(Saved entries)

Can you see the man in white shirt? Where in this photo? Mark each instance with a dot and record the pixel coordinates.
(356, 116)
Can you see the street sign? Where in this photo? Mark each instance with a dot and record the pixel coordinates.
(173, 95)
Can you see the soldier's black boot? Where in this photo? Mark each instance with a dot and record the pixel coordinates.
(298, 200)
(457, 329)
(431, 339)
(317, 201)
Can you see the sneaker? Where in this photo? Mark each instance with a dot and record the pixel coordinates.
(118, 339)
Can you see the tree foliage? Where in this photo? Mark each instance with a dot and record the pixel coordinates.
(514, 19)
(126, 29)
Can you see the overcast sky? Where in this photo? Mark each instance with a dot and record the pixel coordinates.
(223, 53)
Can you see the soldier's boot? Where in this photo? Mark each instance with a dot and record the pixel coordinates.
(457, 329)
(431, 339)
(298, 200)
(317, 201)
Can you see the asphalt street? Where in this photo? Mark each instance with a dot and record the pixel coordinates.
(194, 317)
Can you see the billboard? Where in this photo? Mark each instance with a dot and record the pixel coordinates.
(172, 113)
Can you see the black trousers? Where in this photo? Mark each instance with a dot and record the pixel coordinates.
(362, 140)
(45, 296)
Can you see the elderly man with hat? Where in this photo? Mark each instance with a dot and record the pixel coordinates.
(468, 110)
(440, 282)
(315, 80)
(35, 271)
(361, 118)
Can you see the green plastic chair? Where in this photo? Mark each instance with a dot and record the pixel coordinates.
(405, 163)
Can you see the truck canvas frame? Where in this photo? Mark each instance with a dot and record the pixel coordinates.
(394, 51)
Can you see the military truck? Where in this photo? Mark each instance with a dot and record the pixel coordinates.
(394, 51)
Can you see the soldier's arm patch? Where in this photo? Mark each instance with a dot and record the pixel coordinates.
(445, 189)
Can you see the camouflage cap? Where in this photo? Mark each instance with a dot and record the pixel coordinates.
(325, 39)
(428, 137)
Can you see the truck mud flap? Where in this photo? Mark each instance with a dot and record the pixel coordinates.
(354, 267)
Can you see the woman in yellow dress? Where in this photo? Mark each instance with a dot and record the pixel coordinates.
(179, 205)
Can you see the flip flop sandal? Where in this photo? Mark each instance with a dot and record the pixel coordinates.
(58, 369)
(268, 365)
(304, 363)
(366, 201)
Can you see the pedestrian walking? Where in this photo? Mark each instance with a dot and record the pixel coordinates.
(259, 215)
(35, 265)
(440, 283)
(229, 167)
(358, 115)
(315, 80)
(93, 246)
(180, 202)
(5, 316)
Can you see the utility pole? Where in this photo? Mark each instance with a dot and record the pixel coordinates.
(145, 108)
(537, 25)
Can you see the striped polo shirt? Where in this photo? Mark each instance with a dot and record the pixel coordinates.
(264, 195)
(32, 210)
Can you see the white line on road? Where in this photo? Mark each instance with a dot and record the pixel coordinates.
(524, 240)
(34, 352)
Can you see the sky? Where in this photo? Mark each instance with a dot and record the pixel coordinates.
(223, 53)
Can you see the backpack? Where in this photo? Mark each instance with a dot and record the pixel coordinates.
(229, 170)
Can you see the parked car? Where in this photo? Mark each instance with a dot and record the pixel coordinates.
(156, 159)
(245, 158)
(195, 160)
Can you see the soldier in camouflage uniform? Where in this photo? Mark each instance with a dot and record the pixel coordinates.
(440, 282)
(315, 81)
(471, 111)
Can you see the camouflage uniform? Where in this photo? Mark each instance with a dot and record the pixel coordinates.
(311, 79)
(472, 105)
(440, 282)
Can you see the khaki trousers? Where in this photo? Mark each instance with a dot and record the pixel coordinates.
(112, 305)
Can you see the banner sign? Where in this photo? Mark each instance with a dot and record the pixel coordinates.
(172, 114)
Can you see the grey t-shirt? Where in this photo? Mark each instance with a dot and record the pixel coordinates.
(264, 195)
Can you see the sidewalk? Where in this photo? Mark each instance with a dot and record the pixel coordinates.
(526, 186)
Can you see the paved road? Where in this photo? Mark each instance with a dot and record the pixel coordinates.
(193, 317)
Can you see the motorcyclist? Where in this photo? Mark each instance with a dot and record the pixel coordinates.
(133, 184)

What the exercise asks.
Exactly the lines from the one containing "Can you see the paved" to the final line of the entries must be restated, and no others.

Result.
Can you see the paved road? Where in this photo? Mark each instance with a dot and record the pixel coordinates.
(193, 317)
Can you see the motorcyclist? Where in this photo? Mark each instance with a dot and record the pixel coordinates.
(133, 184)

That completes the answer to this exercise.